--- SOURCE DOCUMENT ---
○ ○ ○

Former detainees and a charity have won a challenge against a Government policy change on torture said to have led to asylum seekers fleeing persecution being wrongly detained in UK immigration centres.
Mr Justice Ouseley ruled in their favour on Tuesday after hearing accusations that individuals were locked up during the processing of their asylum claims despite doctors submitting evidence of torture and ill-treatment to the Home Office.
The charity Medical Justice accused the Government of adopting an unreasonably narrow definition of torture in policy changes made last September related to Article 1 of the UN Convention against Torture and Other Cruel, Inhuman and Degrading Treatment or Punishment (Uncat).
Their QC argued at a hearing earlier this year that there was no “lawful authorisation” for replacing the broader meaning of torture under the Detention Centre Rules 2001 and the change did not comply with the Government’s public sector equality duty under the Equality Act 2010.

○ ○ ○

--- DIRECTIONS FOR THIS TASK ---
Summarize the news report on the torture policy ruling in two sentences.

○ ○ ○

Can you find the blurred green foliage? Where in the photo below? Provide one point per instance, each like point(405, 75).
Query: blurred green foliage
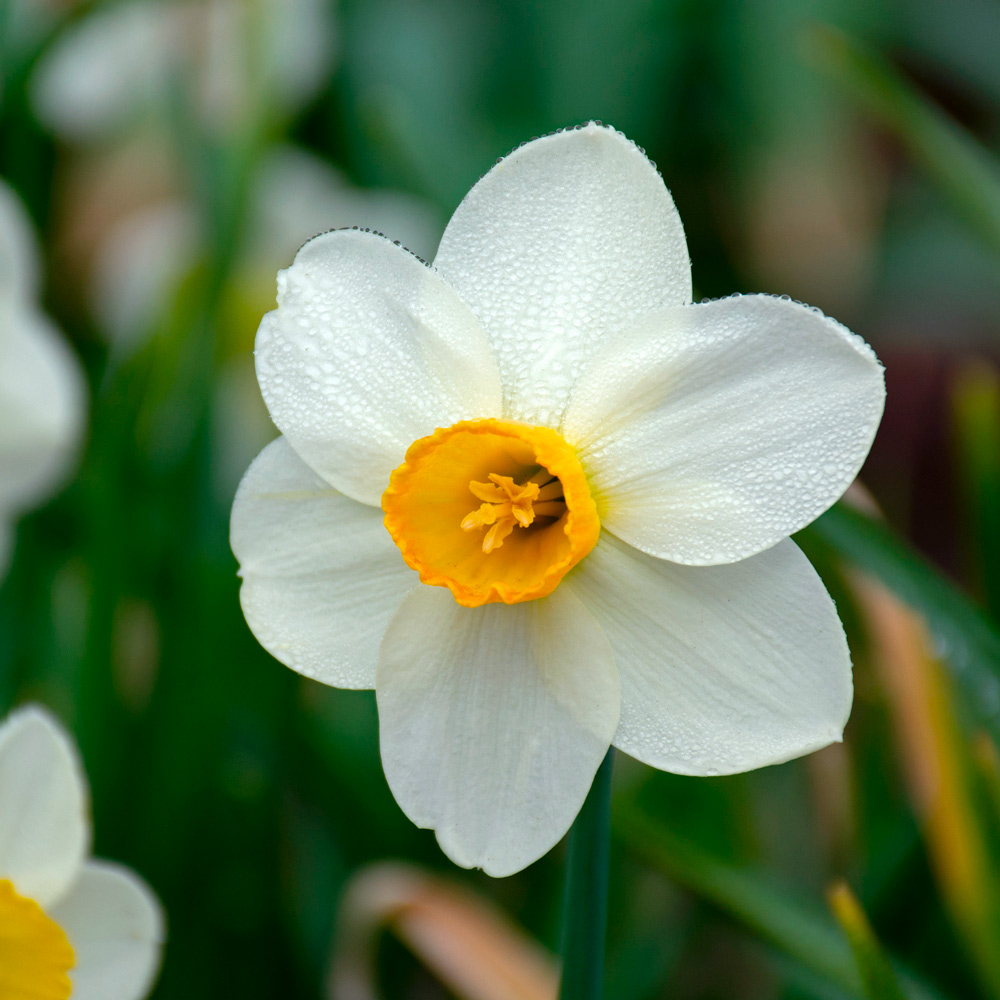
point(839, 151)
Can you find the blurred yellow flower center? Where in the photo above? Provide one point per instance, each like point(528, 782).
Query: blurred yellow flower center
point(35, 955)
point(535, 520)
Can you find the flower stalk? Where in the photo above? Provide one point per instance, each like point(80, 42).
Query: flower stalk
point(585, 901)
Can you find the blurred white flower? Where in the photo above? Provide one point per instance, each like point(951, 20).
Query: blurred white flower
point(124, 61)
point(69, 924)
point(295, 194)
point(41, 385)
point(588, 484)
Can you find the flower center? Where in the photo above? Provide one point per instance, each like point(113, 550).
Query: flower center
point(35, 955)
point(535, 521)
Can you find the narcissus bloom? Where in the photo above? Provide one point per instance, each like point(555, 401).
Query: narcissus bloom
point(541, 501)
point(41, 384)
point(69, 925)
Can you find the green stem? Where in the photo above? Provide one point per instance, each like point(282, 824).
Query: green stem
point(585, 903)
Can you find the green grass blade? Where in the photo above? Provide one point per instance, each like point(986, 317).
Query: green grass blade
point(877, 976)
point(965, 173)
point(798, 930)
point(585, 904)
point(966, 637)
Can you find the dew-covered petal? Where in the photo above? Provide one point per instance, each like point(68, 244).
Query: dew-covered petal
point(369, 350)
point(321, 576)
point(712, 431)
point(44, 831)
point(565, 241)
point(116, 928)
point(723, 668)
point(493, 721)
point(41, 406)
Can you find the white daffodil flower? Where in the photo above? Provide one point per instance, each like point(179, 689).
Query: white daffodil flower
point(41, 385)
point(121, 62)
point(69, 925)
point(541, 502)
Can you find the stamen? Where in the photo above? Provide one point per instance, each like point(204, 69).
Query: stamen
point(506, 505)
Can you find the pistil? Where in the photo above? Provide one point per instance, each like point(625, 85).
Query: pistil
point(507, 504)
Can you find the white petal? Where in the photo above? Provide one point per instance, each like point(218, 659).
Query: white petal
point(566, 240)
point(723, 668)
point(115, 925)
point(321, 576)
point(711, 432)
point(105, 67)
point(494, 720)
point(44, 830)
point(367, 351)
point(41, 405)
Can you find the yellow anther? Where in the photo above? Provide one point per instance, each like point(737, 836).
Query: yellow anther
point(506, 504)
point(520, 477)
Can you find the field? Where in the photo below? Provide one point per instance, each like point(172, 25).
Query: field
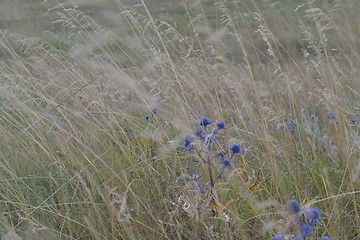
point(179, 119)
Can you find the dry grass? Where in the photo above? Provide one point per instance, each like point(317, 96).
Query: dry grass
point(79, 161)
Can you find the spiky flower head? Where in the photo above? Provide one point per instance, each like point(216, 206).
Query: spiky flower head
point(226, 162)
point(198, 133)
point(204, 121)
point(306, 230)
point(236, 148)
point(221, 153)
point(187, 144)
point(294, 206)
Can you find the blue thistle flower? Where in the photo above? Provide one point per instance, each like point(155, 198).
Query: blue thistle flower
point(199, 185)
point(226, 163)
point(220, 125)
point(312, 215)
point(235, 149)
point(277, 238)
point(198, 133)
point(187, 144)
point(294, 206)
point(306, 230)
point(204, 121)
point(222, 153)
point(325, 238)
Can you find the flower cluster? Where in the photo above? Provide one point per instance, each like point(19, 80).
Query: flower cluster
point(150, 117)
point(210, 142)
point(312, 216)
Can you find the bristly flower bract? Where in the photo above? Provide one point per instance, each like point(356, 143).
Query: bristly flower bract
point(294, 206)
point(187, 144)
point(306, 230)
point(220, 125)
point(222, 153)
point(235, 149)
point(198, 184)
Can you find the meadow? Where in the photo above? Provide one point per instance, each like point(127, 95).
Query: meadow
point(179, 119)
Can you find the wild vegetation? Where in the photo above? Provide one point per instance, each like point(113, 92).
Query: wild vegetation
point(180, 120)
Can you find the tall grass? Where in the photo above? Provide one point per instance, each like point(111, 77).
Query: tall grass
point(79, 160)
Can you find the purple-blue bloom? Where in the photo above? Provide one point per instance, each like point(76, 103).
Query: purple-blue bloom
point(204, 121)
point(222, 153)
point(220, 125)
point(306, 230)
point(294, 206)
point(277, 238)
point(236, 148)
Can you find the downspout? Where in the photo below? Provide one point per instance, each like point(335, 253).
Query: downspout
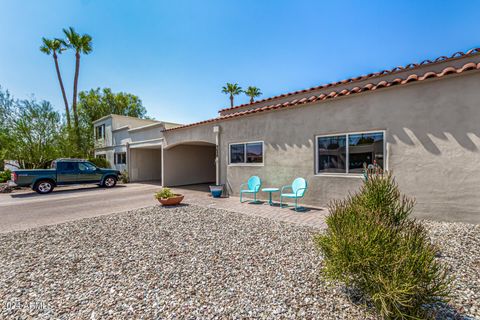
point(216, 130)
point(128, 161)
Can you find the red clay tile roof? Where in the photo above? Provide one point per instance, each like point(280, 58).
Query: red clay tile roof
point(367, 76)
point(334, 94)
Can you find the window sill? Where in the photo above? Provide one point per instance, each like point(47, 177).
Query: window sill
point(245, 164)
point(341, 175)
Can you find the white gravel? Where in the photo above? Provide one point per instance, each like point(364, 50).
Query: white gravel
point(193, 262)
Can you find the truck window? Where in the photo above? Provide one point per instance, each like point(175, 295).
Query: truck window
point(86, 166)
point(66, 166)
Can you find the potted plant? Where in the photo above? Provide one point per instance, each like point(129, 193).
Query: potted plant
point(167, 198)
point(216, 190)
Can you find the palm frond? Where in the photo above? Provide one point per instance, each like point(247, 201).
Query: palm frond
point(47, 45)
point(232, 89)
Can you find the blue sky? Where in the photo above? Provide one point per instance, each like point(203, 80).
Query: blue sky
point(176, 55)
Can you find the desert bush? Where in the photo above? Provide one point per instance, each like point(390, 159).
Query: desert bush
point(5, 175)
point(164, 193)
point(100, 162)
point(372, 245)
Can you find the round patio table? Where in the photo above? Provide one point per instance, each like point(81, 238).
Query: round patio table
point(270, 191)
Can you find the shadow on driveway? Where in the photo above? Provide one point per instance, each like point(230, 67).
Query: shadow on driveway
point(58, 190)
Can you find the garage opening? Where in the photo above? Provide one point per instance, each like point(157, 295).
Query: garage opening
point(189, 163)
point(145, 163)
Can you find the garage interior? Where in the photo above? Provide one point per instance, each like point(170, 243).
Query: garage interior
point(188, 164)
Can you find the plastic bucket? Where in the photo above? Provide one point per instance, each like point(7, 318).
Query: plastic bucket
point(216, 191)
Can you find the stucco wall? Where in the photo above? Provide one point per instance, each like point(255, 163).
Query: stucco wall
point(145, 164)
point(433, 141)
point(188, 164)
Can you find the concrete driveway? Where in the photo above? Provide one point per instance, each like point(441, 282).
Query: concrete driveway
point(27, 209)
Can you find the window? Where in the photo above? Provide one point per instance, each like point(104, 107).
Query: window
point(246, 153)
point(100, 132)
point(120, 158)
point(348, 153)
point(63, 167)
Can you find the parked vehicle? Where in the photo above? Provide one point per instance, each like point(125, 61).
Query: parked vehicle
point(64, 172)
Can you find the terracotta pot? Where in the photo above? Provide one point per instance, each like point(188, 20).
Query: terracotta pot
point(171, 201)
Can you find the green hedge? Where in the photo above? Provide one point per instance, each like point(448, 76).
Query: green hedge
point(372, 245)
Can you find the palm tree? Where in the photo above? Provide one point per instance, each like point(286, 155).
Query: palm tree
point(253, 92)
point(54, 47)
point(232, 90)
point(81, 44)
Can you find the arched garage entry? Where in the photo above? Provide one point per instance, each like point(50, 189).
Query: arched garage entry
point(189, 163)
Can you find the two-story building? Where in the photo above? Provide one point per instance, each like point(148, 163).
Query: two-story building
point(131, 144)
point(420, 121)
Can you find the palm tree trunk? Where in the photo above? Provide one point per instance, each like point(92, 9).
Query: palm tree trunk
point(74, 101)
point(67, 111)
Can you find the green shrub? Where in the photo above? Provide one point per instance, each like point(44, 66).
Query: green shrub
point(5, 176)
point(164, 193)
point(100, 162)
point(372, 245)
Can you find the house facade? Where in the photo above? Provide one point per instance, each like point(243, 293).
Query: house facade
point(131, 144)
point(421, 122)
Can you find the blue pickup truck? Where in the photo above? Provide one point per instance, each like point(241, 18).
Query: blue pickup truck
point(64, 172)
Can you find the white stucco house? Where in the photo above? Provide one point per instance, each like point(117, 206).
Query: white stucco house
point(115, 135)
point(420, 121)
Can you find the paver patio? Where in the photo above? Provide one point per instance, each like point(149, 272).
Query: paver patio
point(199, 195)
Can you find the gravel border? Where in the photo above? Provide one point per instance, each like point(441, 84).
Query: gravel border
point(194, 262)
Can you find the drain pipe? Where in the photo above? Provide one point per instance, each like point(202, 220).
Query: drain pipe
point(216, 130)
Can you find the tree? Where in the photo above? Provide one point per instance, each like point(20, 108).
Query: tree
point(253, 92)
point(7, 105)
point(81, 44)
point(232, 90)
point(35, 134)
point(97, 103)
point(54, 47)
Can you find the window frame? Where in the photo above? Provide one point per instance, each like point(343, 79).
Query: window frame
point(246, 164)
point(347, 145)
point(103, 132)
point(115, 157)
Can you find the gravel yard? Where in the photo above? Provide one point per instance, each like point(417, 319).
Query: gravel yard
point(194, 262)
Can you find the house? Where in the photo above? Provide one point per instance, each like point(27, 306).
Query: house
point(420, 121)
point(117, 135)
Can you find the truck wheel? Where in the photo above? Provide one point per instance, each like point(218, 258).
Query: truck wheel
point(109, 182)
point(43, 186)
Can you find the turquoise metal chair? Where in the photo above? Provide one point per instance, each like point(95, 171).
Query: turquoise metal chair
point(253, 186)
point(298, 187)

○ ○ ○

--- EXERCISE ANSWER ---
Former detainees and the charity Medical Justice won a challenge against a Government change to its torture policy, which was said to have led to asylum seekers fleeing persecution being wrongly detained in UK immigration centres, with Mr Justice Ouseley ruling in their favor on Tuesday. The charity accused the Government of adopting an unreasonably narrow definition of torture tied to the UN Convention against Torture, and its QC argued that there was no "lawful authorisation" for replacing the broader meaning under the Detention Centre Rules 2001 and that the change did not comply with the Government's public sector equality duty under the Equality Act 2010.